**Record set:**
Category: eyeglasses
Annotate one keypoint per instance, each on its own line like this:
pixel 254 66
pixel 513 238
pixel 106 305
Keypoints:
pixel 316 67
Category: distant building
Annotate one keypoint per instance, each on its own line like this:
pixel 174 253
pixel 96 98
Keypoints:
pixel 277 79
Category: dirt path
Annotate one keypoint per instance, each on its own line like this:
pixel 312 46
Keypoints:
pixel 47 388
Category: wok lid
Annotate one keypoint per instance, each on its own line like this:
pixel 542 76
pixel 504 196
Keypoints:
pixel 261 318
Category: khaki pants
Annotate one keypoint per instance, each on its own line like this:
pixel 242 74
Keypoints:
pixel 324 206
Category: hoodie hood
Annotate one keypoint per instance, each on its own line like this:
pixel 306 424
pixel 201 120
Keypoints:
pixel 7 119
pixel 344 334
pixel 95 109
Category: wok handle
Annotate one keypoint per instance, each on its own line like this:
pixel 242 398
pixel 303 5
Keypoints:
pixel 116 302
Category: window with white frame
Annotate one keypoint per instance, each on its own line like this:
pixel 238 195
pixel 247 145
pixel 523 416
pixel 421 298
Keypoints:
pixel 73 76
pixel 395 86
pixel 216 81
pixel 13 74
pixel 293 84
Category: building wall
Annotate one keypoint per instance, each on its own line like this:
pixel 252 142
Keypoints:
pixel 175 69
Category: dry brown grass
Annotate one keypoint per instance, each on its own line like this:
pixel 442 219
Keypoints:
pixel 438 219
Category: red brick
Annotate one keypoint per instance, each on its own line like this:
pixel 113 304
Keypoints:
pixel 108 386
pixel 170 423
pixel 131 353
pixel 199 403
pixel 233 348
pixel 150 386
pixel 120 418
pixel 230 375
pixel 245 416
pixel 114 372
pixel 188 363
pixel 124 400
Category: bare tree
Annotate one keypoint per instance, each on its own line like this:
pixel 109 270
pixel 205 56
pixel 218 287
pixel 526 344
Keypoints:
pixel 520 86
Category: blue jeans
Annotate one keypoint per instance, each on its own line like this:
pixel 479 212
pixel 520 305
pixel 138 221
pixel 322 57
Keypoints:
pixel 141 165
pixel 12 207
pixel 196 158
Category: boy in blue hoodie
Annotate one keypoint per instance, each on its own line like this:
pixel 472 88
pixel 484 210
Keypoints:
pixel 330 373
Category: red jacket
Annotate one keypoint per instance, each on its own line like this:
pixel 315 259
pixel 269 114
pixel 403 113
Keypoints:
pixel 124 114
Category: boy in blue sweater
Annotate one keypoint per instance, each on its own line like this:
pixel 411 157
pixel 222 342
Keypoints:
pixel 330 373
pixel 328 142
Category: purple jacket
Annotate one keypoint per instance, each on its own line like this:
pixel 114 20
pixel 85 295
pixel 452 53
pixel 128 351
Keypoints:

--

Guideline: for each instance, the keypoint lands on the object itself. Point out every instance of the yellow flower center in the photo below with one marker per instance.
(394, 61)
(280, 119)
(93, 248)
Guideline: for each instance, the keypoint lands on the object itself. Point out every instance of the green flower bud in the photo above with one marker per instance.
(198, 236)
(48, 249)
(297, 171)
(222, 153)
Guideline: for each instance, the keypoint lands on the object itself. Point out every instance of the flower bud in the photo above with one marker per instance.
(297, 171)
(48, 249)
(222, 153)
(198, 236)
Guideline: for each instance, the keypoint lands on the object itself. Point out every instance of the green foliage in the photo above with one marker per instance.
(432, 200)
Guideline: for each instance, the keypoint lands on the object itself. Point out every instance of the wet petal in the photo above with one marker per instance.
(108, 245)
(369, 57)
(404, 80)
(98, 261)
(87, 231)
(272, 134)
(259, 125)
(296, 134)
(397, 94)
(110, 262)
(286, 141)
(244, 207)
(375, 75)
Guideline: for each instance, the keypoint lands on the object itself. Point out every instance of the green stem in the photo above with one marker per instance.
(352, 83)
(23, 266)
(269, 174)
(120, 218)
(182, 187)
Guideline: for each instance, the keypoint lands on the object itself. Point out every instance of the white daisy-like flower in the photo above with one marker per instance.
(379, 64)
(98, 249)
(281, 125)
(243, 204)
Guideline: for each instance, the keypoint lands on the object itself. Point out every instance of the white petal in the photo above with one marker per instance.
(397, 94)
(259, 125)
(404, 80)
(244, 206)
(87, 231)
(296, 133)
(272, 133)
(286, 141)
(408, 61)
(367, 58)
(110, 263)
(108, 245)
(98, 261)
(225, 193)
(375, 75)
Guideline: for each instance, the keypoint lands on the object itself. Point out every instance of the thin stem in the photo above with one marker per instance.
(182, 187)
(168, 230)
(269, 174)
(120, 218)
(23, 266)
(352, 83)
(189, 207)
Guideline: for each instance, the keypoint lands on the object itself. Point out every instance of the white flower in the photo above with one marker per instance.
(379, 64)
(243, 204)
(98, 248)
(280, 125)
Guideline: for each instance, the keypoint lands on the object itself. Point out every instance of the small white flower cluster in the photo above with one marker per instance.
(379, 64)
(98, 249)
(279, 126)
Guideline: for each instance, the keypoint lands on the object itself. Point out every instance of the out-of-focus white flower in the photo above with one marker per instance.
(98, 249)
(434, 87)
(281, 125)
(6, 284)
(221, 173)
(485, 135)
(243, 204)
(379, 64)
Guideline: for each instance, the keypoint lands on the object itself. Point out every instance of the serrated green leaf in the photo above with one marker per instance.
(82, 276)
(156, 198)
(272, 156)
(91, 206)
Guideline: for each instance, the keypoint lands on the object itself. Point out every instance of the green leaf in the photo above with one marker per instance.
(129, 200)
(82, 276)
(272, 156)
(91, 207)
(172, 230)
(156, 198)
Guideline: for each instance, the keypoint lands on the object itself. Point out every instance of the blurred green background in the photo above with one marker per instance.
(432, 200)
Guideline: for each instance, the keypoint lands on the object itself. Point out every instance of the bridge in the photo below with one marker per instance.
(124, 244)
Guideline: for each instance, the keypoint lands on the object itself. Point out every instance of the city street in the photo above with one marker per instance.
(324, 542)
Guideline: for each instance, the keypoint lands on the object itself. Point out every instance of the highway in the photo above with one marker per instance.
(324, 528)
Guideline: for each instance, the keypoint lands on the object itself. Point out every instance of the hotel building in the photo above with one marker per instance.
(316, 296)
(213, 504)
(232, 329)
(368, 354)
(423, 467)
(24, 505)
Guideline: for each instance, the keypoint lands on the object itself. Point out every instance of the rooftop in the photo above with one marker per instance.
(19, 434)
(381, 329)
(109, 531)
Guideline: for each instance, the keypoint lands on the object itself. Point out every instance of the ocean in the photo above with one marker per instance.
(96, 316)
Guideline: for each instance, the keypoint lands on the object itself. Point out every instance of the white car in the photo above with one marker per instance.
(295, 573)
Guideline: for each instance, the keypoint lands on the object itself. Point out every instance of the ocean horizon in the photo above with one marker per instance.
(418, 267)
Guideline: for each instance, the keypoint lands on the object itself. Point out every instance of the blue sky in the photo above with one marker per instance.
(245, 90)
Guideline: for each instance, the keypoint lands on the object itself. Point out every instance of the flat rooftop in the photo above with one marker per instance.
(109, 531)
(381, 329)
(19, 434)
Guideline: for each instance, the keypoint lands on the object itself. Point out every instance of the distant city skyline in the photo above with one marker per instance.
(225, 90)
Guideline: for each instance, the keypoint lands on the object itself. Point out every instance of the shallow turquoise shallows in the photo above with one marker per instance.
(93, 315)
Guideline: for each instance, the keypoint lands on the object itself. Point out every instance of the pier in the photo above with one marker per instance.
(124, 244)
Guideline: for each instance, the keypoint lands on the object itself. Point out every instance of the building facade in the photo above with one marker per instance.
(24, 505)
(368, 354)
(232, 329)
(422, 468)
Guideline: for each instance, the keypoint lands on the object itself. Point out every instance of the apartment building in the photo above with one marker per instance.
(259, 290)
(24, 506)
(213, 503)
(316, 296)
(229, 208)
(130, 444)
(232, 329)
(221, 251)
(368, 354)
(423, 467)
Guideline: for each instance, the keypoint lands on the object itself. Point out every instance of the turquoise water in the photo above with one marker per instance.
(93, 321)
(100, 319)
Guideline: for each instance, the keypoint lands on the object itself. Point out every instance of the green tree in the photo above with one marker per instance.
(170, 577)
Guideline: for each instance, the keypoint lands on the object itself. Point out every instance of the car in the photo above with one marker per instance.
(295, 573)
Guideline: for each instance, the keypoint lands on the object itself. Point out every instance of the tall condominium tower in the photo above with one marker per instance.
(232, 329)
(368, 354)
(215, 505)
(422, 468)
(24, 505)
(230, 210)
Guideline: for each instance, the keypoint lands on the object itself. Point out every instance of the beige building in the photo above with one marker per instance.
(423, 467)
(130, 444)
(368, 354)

**Task instructions:**
Scan the material for the string "jacket". Copy each line where it appears.

**Answer box:**
Category: red jacket
Category: purple jacket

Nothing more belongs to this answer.